Stored data entries
--------------------
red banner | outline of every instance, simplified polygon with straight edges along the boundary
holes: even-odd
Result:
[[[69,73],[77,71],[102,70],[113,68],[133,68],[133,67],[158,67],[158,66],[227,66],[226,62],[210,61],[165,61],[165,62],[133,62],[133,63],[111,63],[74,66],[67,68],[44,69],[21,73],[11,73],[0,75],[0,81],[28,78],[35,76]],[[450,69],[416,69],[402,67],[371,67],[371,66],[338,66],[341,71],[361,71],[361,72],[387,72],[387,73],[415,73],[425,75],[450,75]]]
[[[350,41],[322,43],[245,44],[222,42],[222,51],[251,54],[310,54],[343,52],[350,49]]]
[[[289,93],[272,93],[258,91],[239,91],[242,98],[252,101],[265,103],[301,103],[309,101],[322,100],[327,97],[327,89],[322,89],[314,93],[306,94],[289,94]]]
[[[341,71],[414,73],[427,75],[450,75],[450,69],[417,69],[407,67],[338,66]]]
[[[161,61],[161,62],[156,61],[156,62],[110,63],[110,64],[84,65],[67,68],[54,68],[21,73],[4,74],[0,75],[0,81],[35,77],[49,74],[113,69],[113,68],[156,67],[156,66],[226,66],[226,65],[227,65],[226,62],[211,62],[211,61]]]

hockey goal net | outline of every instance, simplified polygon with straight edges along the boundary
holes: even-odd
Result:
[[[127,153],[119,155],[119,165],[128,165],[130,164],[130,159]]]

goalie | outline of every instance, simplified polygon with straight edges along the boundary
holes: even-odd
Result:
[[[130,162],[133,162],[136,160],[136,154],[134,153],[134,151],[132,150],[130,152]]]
--------------------
=== WHAT YOU ARE ASKED TO DO ===
Look through the entries, and return every line that the word "polygon" appears in.

=== YOUR RESPONSE ===
red banner | outline of every instance, simplified polygon with straight edges along the boundary
hockey goal net | outline of every instance, simplified polygon with straight edges along the boundary
goalie | outline of every instance, simplified polygon with straight edges along the boundary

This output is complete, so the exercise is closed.